:: Provided data ::

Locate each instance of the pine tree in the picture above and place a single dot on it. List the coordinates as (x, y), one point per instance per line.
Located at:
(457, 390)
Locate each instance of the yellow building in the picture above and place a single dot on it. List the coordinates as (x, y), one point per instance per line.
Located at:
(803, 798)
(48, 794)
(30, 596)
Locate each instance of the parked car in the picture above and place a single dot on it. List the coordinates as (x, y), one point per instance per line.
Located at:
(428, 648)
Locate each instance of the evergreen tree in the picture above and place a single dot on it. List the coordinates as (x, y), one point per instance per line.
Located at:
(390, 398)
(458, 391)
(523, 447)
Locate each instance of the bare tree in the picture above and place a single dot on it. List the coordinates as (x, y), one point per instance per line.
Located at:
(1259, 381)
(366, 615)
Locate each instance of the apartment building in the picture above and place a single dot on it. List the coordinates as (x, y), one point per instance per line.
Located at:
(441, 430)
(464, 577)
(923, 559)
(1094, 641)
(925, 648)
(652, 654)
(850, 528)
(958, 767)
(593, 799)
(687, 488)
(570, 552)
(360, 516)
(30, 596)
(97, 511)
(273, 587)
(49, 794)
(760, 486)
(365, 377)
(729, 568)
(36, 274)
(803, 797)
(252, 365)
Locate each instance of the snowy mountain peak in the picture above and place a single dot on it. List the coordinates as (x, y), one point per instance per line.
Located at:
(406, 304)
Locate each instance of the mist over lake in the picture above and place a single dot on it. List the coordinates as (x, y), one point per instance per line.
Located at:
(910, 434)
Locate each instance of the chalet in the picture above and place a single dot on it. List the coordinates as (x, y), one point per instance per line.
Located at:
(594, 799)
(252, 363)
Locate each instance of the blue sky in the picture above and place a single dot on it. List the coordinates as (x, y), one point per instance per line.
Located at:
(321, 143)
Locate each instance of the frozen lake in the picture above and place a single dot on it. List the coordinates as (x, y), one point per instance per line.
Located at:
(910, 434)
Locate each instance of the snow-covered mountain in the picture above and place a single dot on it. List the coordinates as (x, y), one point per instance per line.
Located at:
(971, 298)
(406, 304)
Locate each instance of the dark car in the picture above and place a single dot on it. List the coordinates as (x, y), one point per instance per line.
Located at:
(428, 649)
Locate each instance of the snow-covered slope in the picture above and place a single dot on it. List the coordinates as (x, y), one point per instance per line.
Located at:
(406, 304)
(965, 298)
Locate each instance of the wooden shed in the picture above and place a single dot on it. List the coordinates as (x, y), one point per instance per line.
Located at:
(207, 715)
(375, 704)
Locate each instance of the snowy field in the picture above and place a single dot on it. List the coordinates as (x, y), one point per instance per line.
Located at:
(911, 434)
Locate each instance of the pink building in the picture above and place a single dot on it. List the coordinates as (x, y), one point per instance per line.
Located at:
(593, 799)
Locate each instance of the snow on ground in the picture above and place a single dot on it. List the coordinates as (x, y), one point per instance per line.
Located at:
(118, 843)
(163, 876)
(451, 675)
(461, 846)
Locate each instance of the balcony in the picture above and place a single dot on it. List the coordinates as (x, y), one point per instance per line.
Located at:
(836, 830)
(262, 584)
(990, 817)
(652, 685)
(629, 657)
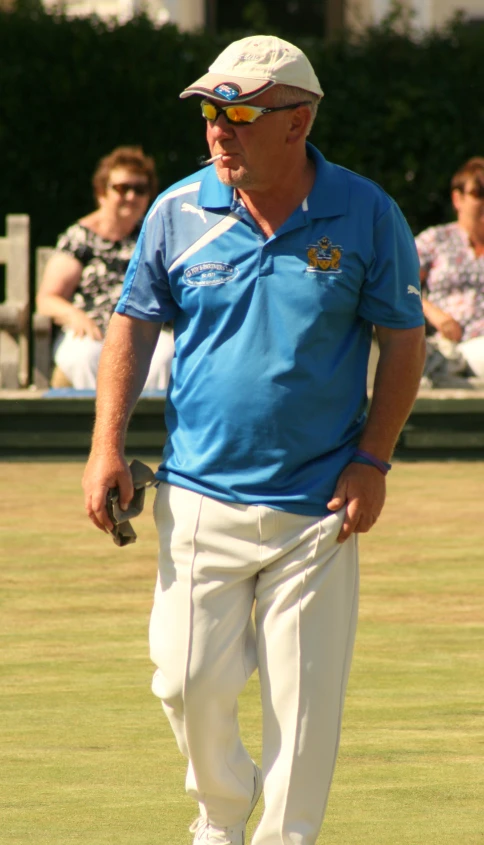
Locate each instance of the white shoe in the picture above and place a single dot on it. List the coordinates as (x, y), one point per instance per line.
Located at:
(208, 834)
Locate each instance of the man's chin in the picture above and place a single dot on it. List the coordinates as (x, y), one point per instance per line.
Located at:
(233, 178)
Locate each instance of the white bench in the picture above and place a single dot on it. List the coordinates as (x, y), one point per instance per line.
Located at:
(41, 327)
(15, 309)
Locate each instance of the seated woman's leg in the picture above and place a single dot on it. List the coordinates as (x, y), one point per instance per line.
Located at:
(78, 358)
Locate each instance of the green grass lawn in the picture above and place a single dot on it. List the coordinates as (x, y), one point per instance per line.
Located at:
(86, 753)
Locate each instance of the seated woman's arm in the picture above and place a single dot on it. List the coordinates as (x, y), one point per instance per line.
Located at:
(440, 320)
(59, 282)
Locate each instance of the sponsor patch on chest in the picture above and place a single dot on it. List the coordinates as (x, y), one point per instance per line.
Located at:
(210, 273)
(324, 257)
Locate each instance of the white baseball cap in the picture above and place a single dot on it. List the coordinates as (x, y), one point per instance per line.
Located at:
(252, 65)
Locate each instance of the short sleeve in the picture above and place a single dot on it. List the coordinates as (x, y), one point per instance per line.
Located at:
(390, 294)
(146, 292)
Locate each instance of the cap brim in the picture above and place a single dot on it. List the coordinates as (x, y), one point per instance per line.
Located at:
(244, 88)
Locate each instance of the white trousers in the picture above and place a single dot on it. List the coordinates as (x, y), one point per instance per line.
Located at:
(217, 560)
(78, 358)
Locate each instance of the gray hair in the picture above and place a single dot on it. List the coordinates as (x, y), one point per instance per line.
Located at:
(284, 95)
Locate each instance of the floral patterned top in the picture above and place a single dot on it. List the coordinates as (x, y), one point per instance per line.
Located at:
(455, 275)
(104, 264)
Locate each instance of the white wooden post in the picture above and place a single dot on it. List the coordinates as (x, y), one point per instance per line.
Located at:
(15, 311)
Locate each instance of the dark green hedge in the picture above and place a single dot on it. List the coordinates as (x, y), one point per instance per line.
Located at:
(403, 112)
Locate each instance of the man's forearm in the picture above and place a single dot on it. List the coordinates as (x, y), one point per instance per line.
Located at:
(400, 366)
(123, 368)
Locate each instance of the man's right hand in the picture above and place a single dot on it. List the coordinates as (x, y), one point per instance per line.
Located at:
(101, 474)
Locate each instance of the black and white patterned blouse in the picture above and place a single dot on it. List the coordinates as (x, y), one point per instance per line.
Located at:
(455, 275)
(104, 264)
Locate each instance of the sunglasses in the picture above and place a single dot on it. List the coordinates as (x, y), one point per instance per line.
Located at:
(242, 114)
(141, 189)
(477, 193)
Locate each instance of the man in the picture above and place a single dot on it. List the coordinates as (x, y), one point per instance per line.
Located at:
(274, 266)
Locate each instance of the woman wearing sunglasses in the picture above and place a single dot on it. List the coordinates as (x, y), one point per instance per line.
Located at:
(452, 273)
(83, 279)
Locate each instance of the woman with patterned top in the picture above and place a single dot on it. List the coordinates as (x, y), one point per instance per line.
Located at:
(452, 269)
(83, 279)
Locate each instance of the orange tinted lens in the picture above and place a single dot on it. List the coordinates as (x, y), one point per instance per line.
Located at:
(209, 111)
(241, 114)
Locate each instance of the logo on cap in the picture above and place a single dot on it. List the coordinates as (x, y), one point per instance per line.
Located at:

:: The problem ::
Rewrite all of the items above with "single dot" replaced by "small marker" wherever it occurs, leaving everything else unchanged. Don't include the pictures in your answer.

:: Task solution ::
Locate each instance of the pine tree in the picture above and place a small marker on it. List the coordinates as (x, y), one point per instance per line.
Located at:
(457, 390)
Locate each instance of the yellow building in the picture above and place a small marker on it. List the coordinates as (x, y), one point per instance per line.
Located at:
(803, 798)
(48, 794)
(30, 596)
Locate each instance of the parked car in the picture above and place a small marker on it. List the coordinates as (x, y), one point per instance per line.
Located at:
(428, 648)
Locate each instance of the evergreen tree in the picture above and place a small marker on it. List the coordinates as (x, y), one point per instance per line.
Located at:
(390, 398)
(458, 391)
(523, 447)
Locate each instance of the bare tree in the picture above and place a small marker on it. List the coordinates as (x, y), one point per instance per line.
Located at:
(1259, 381)
(366, 615)
Locate each instance of the apartment building in the picture above and place a small marker on it. List the coordinates as (x, y), one point per instance per line.
Located at:
(441, 430)
(464, 577)
(923, 559)
(1094, 641)
(925, 648)
(652, 654)
(850, 528)
(958, 767)
(593, 799)
(687, 488)
(570, 552)
(360, 516)
(30, 596)
(97, 511)
(273, 587)
(49, 794)
(760, 486)
(365, 377)
(729, 568)
(36, 274)
(803, 797)
(252, 365)
Locate each instance of the snowy mountain peak in the picture above and place a small marker on it. List the coordinates as (x, y), one point per instance per line.
Located at:
(406, 304)
Locate each instance of the mist over lake in the picture above and place a small marker on it. List the coordinates as (x, y), one point per instance per line.
Located at:
(910, 434)
Locate each instance of the chalet in the picture above and place a small marker on it. List the coordinates as (x, y), one point per instance per line.
Located at:
(594, 799)
(252, 363)
Locate each instance of the blue sky in the picture above and place a small marker on it. List the coordinates as (x, y), one point per instance per line.
Located at:
(321, 143)
Locate each instance of the frozen lake in the picture above and place a small marker on it. List the coordinates as (x, y), one point per instance per line.
Located at:
(910, 434)
Locate each instance of the snow-covered mountain in the picture above and place a small marker on it. List the coordinates as (x, y), one point per instance per line.
Located at:
(971, 298)
(406, 304)
Locate each instance of the dark car in the picture above and place a small marker on it. List the coordinates as (x, y), one point per instance per line.
Located at:
(428, 649)
Locate each instance of the snow-covered slope in the picture above and place a small marker on it. List the coordinates as (x, y), one point per instance per line.
Located at:
(406, 304)
(965, 298)
Locate each instance of the wooden shed in the picture above and place a small marker on it. List the coordinates as (x, y), one point per instance per line.
Located at:
(207, 715)
(375, 704)
Locate each instance of the snowy field in the picture above and place a small marker on it. List the coordinates as (x, y), one point per instance per line.
Located at:
(911, 434)
Locate each instance of the pink building in the picture above and place a small marker on it. List the coordinates as (x, y), one point per instance per line.
Located at:
(593, 799)
Locate each instance of the snow on ground in the picture above and place a small marker on it. List the coordinates as (x, y), one point per instance per line.
Located at:
(118, 843)
(163, 876)
(451, 675)
(461, 846)
Locate each instance of the balcony in the picture above and place a small marker on it. List the coordinates as (x, y), one point per instance per line.
Located at:
(836, 830)
(262, 584)
(990, 817)
(652, 685)
(629, 657)
Locate each instance of the white shoe in the picture above and place a small marker on it. List the coordinates as (x, y), one point per instance per line.
Located at:
(208, 834)
Locate each instance of the man's chin in the picture above and place a small marker on it. List the coordinates as (x, y), one point per instance per line.
Located at:
(233, 178)
Locate each instance of the white bench in the picture above and place a small marker on it. List the coordinates as (x, y), one point per instance per line.
Located at:
(41, 327)
(15, 309)
Locate each instance of the seated woman's leg in the picture above and place a small marker on it. List the coordinates as (x, y), one point per instance per line.
Located at:
(78, 358)
Locate each instance of the green grass lawn in the picture above and place a small marker on it. List the coordinates as (x, y), one point per instance per line.
Located at:
(86, 753)
Locate each instance of the seated woman's arm in the picture above and place a small marker on it. List the coordinates as (x, y), one point per instance per line.
Located at:
(440, 320)
(59, 282)
Locate each instance of the sponsor patch on chest in the picture above and place a small marker on it. List the coordinates as (x, y), one point per instance per line.
Located at:
(210, 273)
(324, 257)
Locate each instance of the white baseball cap in the picture above and place a small marker on it. List the coordinates as (x, y), one point per instance per line.
Located at:
(252, 65)
Locate each instance of the short sleeve in the picture above and place a small marker on it. List the coordinates as (x, y), one point per instance per line.
Located at:
(390, 294)
(146, 292)
Locate each instance of the cap brim in the picture above and place a small marker on it. List the coordinates as (x, y), one point per instance per line.
Located at:
(244, 88)
Locate each instance of the white trousers in the picture above and place a small marker on it. List the coordinates as (x, y), one point per instance per line.
Located at:
(217, 560)
(78, 358)
Locate each instance of the gray hair in the picture above and place a small marker on it. List the coordinates as (x, y), one point per instance per line.
Located at:
(284, 95)
Locate each instance of the floral patterned top in the picture above and place a small marker on it. List the coordinates as (x, y), one point per instance per line.
Located at:
(455, 275)
(104, 264)
Locate each instance of the white wooden post in the picture above and place a small marker on it. List the coordinates as (x, y), one point per instance per line.
Located at:
(15, 311)
Locate each instance of the dark green hedge in the picture above and place a small marker on it. List the coordinates as (x, y), one point per instance per line.
Located at:
(403, 112)
Locate each instance of the man's forearm in the picture above and place a small marker on it. List the coordinates as (x, y), one point per instance per line.
Located at:
(400, 366)
(123, 368)
Locate each instance of the man's right hand in the picture above and place a small marker on it. List the coordinates as (x, y), one point per instance per line.
Located at:
(101, 474)
Locate each instance of the black and white patterned blouse in the picture above and place a small marker on it. List the coordinates as (x, y), one point per instance per line.
Located at:
(455, 275)
(104, 264)
Locate each instance of the sunglasses in the picture above and place a small marker on it. List the coordinates as (x, y), one point per instance per line.
Located at:
(242, 114)
(141, 189)
(477, 193)
Locate each instance of the man in the picture above and place a small marker on it. List the coordinates as (x, y), one point per instance per line.
Located at:
(274, 266)
Locate each instance of the woman wearing sunglasses in the picture above and place a small marker on it. List the coordinates as (x, y), one point per instance per line.
Located at:
(452, 273)
(83, 279)
Locate each instance of the woman with patterned top in the picture above and place a small marker on it. List the coordinates as (x, y), one point per instance per line.
Located at:
(452, 269)
(83, 279)
Locate each instance of the orange tinted lens in the picture above and place a small marker on it. List the coordinates as (x, y), one point per instance per line.
Located at:
(209, 111)
(241, 114)
Locate each instance of the logo on cap in the picture above and place a small marker on it. List the coordinates as (x, y), one point per instance per line.
Located at:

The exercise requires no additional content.